> **Document text**

□ □ □ □ □

The 2nd Battalion, 320th Field Artillery Regiment (2-320th FAR) is an inactive field artillery battalion of the United States Army. The battalion has been assigned to the 82nd Airborne Division, 11th Airborne Division and 101st Airborne Division. The battalion has participated in World War I, World War II, Vietnam, Operation Desert Storm, Operation Iraqi Freedom, and Operation Enduring Freedom. The battalion deactivated in July 2015 as part of ongoing force reductions, and its personnel and equipment were reflagged as the 2nd Battalion, 32nd Field Artillery Regiment.

==History==

===World War I===
The 2-320th FAR's beginnings can be traced back to America's entry into the First World War. As part of the nation's mobilization, 2-320th was constituted, organized and activated in August 1917 as Battery B, 320th Field Artillery (B/320th FA). As part of the original 82nd Division, B/320th FA played a key role at Lorraine, St. Mihiel, and the Meuse Argonne region in France.

□ □ □ □ □

> **Given records**
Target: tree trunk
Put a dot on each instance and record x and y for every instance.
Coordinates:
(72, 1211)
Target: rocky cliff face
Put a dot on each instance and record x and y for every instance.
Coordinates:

□ □ □ □ □

> **Your assignment**
Continue the history of the 2nd Battalion, 320th Field Artillery Regiment from the point where it ends.

> **Your response**
===Interwar period===

The 320th Field Artillery arrived at the port of New York on 7 May 1919 on the troopship USS Kentuckian and was demobilized on 12 May 1919 at Camp Dix, New Jersey. Pursuant to the National Defense Act of 1920, it was reconstituted in the Organized Reserve on 24 June 1921, assigned to the 82nd Division, and allotted to the Fourth Corps Area. The regiment was initiated on 7 December 1921 with regimental headquarters at Columbia, South Carolina. Subordinate battalion headquarters were concurrently organized as follows: 1st Battalion at Greenville, South Carolina, and 2nd Battalion at Sumter, South Carolina. The regimental headquarters was relocated on 8 July 1927 to Spartanburg, South Carolina. The regiment conducted annual summer training with the 2nd Battalion, 16th Field Artillery Regiment at Fort Bragg, North Carolina, and also conducted Citizens' Military Training Camps at Fort Bragg some years as an alternate form of summer training. The primary ROTC "feeder" school for new Reserve lieutenants for the regiment was The Citadel in Charleston, South Carolina.

===World War II===
In August 1942, when the 82nd Infantry Division was converted to an airborne division, the 320th FA (including B/320th) was reorganized and redesignated as the 320th Glider Field Artillery Battalion (GFAB). As part of the 82nd Airborne Division, the 320th GFAB fought in a number of hot spots. First, the 320th GFAB was part of the campaign in Sicily, acting in reserve. The unit first saw action at the Volturno River on the Italian mainland. The crucial Normandy invasion was the next stop for the 320th GFAB. Under difficult conditions, the unit helped make the invasion a success. As a result of the 320th's actions during Operation Overlord, the unit was awarded the Presidential Unit Citation. The 320th GFAB next fought in Operation Market Garden and then the Battle of the Bulge when the Germans attempted their last-ditch offensive. The 320th GFAB then fought and played a role in the final push through the Rhineland to defeat Germany. Upon the war's end the unit completed its duties in Europe as part of the post-war occupation in Berlin.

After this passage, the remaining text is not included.